North Buffalo, is a collection of neighborhoods in the city of Buffalo, New York.

==Geography==
North Buffalo is one of Buffalo's 5 main areas (North Buffalo, South Buffalo, East Side, West Side, Central Business District) and contains several of Buffalo's 35 neighborhoods including
- Central Park
- North Park
- Parkside
- Park Meadow
- University Heights

North Buffalo stretches from the city's border with Kenmore, New York to several neighborhoods to the south with Delaware Park forming the southern border. At its western boundary is Elmwood Avenue. The eastern border is Main Street. The topography of North Buffalo is flat. Cornelius Creek once flowed through North Buffalo, along a path roughly following Hertel Avenue. Cornelius Creek is now one of the many buried creeks in Buffalo, and is incorporated into the city's storm sewer system.

The area is serviced by the NFTA's Metro Rail LaSalle Station and Amherst Street Station as well as by the NFTA's buses on Delaware Avenue (No. 25), Colvin Avenue (No. 11), Hertel Avenue (No. 23), Elmwood Avenue (No. 20), Main Street (No. 8), Kenmore Avenue (No.5), and Amherst Street (No. 32).

==Culture==
North Buffalo is heavily populated with Italian-Americans, as evidenced by the Hertel Avenue strip which has many Italian restaurants, bakeries, and stores. This area along Hertel Avenue is now locally known as Little Italy. Many Italians in North Buffalo migrated from the West Side in the 1970s and 1980s, when Puerto Ricans first began to settle in traditionally Italian-American neighborhoods west of Richmond Avenue. The Italian Village Festival, now called the Italian Heritage Festival, moved from Connecticut Street on the West Side to Hertel Avenue in North Buffalo in 1988.

● Exercise directions:
Could you continue the passage on North Buffalo, picking up after its last sentence? The material that comes next has no connection to the North Buffalo passage.

Stored data entries
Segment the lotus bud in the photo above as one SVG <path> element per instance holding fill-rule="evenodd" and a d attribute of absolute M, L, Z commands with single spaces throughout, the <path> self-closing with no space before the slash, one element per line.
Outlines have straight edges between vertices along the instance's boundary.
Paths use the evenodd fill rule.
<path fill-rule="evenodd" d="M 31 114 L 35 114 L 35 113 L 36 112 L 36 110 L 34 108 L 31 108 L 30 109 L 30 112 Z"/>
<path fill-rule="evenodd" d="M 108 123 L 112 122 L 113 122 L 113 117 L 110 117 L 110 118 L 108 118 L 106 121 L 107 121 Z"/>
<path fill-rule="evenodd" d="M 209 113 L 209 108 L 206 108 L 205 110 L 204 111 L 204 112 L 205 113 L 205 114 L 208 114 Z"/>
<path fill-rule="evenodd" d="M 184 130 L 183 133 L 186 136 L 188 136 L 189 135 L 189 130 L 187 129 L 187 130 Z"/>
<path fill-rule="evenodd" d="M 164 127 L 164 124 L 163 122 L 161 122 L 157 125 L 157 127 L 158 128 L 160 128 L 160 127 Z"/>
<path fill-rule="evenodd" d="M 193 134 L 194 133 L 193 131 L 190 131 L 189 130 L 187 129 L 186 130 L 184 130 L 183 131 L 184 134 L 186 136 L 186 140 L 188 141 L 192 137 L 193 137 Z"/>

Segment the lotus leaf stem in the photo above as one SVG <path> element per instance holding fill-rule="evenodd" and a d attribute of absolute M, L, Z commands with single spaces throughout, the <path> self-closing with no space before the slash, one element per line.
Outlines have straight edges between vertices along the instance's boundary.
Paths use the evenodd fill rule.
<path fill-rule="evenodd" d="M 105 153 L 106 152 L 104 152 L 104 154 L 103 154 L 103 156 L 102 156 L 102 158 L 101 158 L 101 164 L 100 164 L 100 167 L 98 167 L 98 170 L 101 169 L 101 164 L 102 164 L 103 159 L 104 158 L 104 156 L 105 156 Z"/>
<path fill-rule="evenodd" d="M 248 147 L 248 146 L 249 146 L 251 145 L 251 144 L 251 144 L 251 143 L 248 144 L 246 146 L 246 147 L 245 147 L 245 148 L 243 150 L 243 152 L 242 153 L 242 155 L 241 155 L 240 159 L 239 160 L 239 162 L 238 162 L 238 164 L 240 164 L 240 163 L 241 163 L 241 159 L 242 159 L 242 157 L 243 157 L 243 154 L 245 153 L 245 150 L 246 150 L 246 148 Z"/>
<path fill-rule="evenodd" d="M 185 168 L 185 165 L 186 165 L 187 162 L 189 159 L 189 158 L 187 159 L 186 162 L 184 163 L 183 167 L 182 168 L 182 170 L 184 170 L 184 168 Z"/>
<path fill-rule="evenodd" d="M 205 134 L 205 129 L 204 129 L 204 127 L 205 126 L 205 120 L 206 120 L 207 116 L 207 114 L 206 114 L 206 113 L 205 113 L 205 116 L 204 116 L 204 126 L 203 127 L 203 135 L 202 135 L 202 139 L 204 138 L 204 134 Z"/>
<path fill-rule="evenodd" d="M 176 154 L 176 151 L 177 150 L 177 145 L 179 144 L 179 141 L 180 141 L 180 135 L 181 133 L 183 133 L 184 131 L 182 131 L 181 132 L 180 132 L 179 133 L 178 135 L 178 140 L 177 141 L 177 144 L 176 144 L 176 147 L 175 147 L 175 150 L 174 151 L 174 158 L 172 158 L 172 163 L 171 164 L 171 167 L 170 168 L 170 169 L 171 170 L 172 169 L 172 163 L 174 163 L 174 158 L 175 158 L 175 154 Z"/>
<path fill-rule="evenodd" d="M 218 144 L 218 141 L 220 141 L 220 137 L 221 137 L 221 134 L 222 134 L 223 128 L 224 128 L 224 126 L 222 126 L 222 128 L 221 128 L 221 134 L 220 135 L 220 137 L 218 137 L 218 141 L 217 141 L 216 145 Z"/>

● Written answer:
From the 1950s until the late 1970s, North Buffalo was the historic center of Buffalo's Jewish community. Jews first settled in North Buffalo in the 1920s, with Jewish developers building a sizable number of single-family houses and two-flats in the North Park/Hertel Avenue area. The growth of the neighborhood's Jewish population rapidly accelerated in the 1950s, when urban renewal in the Lower East Side, and racial transition exacerbated by blockbusting in the Hamlin Park neighborhood, displaced the formerly large Jewish population of those communities. Although the majority of Jews in the Buffalo area now live in suburban Amherst and Williamsville, many remain in North Buffalo; particularly secular and Orthodox Jews. The neighborhood is home to several Orthodox synagogues and schools, and institutions such as the Schvitz.

Because of its pedestrian-oriented environment; proximity to downtown Buffalo, the University at Buffalo, and suburban office parks; and high-quality 1920s-era housing stock, North Buffalo is experiencing an influx of young professional homebuyers.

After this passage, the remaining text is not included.